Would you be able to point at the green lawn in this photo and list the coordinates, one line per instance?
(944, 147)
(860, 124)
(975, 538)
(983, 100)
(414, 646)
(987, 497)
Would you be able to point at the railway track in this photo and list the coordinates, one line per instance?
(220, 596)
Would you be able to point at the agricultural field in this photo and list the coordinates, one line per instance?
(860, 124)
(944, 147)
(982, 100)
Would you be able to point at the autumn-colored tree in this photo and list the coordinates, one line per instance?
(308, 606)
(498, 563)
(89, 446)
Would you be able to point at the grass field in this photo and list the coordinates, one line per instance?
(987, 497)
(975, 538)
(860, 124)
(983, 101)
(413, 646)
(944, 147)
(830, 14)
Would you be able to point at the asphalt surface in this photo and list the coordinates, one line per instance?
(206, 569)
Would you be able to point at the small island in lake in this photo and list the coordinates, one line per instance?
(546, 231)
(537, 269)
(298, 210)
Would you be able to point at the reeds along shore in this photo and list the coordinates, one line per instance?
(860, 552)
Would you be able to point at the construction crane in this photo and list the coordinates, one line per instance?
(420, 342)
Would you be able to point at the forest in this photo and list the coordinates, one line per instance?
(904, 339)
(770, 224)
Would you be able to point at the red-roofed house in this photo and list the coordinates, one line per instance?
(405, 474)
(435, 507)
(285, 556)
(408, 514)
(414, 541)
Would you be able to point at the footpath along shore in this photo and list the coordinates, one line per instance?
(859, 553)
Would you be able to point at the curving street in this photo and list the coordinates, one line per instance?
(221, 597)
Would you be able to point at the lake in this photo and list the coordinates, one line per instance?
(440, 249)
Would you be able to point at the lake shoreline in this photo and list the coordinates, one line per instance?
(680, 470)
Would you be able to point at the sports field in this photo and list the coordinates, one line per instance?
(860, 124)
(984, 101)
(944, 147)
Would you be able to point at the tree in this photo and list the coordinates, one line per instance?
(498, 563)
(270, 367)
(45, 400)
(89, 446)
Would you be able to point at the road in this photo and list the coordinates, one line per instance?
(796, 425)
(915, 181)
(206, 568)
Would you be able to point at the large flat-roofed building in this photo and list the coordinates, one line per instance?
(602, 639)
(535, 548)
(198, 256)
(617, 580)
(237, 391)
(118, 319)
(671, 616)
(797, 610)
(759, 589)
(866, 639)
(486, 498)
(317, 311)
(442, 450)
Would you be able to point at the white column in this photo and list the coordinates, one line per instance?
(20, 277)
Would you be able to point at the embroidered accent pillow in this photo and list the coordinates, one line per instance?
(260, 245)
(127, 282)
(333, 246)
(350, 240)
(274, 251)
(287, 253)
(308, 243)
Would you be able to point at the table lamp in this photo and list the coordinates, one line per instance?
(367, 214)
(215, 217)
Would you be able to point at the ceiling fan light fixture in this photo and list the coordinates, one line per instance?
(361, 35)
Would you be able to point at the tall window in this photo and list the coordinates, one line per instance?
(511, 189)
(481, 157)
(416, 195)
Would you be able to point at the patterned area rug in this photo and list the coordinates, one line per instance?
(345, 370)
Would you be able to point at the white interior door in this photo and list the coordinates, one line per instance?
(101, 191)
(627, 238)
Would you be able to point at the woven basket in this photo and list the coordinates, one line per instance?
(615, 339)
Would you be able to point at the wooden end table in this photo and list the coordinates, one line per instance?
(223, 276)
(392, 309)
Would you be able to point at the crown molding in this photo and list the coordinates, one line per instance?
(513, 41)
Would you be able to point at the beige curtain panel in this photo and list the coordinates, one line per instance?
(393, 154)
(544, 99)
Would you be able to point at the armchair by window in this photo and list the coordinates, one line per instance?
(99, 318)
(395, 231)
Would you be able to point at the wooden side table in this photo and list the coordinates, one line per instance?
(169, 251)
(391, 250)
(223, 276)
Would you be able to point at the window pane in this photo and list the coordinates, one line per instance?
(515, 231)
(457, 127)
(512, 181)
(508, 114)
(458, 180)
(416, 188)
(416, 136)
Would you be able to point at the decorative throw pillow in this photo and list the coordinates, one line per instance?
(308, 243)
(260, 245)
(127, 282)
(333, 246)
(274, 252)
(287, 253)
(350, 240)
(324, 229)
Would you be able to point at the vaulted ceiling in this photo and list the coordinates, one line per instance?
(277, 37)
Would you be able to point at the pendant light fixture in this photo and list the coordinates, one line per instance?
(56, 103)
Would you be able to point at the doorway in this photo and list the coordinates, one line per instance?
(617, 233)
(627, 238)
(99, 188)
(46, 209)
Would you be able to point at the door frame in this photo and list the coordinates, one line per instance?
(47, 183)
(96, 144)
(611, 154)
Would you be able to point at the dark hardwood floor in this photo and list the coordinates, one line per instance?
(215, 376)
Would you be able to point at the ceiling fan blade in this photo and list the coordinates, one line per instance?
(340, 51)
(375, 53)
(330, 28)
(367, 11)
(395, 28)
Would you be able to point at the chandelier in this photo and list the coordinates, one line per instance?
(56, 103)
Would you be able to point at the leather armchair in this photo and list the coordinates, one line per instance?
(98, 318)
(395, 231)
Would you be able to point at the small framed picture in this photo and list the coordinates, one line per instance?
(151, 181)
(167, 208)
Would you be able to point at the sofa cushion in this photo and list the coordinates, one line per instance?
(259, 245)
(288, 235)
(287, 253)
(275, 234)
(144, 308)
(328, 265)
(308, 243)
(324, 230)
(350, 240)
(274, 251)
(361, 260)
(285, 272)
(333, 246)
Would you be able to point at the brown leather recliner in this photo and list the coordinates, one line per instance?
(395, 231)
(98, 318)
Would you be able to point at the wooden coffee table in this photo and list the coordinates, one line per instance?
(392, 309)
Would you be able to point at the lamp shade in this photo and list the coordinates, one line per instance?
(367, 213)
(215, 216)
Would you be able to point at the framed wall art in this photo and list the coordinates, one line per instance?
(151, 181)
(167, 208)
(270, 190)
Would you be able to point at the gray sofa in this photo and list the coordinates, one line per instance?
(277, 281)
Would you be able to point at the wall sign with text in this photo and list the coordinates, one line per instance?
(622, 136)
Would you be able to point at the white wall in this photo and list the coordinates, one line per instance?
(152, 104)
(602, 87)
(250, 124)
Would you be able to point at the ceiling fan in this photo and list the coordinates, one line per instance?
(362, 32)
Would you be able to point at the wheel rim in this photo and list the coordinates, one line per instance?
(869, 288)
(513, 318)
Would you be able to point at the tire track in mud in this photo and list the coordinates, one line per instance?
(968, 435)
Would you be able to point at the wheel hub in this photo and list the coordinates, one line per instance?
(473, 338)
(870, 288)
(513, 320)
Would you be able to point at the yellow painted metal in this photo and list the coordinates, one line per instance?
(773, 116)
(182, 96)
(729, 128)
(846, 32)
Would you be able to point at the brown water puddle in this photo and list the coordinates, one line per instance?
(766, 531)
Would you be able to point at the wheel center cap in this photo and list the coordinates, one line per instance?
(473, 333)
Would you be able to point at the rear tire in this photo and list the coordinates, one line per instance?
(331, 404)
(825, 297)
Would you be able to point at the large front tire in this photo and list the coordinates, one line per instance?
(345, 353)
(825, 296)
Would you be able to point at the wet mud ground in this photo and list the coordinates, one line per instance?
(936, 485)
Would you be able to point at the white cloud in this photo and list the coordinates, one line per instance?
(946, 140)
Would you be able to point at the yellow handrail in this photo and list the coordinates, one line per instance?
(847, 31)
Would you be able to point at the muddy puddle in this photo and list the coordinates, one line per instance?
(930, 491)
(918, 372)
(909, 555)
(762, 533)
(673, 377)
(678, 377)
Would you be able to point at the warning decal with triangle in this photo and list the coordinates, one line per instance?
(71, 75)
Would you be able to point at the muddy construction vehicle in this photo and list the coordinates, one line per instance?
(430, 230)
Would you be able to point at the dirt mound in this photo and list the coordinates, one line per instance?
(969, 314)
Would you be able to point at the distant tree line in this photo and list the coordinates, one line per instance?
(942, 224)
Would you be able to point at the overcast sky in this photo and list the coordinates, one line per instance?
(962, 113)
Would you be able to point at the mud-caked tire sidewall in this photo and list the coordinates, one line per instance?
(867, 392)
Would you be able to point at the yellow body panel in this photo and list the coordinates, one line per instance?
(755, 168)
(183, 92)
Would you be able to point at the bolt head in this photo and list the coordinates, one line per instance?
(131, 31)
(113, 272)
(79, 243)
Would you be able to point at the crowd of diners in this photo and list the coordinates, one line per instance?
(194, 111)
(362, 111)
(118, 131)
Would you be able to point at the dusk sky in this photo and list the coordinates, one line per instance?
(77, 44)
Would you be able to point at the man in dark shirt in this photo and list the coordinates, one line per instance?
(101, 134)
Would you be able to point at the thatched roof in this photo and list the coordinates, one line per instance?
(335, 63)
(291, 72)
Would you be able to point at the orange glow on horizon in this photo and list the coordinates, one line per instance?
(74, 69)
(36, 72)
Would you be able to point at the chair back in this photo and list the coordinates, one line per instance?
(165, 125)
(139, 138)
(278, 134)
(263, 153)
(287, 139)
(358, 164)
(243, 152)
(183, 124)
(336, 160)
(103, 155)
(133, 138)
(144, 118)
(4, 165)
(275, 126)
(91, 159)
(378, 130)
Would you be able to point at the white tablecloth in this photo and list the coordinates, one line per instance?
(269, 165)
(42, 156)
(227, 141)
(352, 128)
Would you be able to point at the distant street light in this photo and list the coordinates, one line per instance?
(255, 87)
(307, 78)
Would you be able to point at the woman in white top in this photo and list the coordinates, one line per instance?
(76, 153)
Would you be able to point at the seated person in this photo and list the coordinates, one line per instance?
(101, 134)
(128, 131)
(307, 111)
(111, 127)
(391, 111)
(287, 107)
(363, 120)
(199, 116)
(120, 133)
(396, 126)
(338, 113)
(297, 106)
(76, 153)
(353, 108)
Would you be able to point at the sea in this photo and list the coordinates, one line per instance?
---------------
§ **Your objective**: Quote verbatim the line containing "Would you be able to point at the woman" and every line after it through the end of the records above.

§ **Solution to the exercise**:
Would you be able to point at the woman in white top in this photo and list the coordinates, one line per instance?
(76, 153)
Would you be able to point at the seated person in this photo and list the coordinates, one line per instance?
(101, 134)
(128, 131)
(307, 111)
(111, 127)
(391, 111)
(287, 107)
(363, 120)
(199, 116)
(120, 133)
(396, 126)
(338, 113)
(297, 106)
(76, 153)
(353, 108)
Would you be able to point at the sea in this photo and list the coordinates, one line per instance?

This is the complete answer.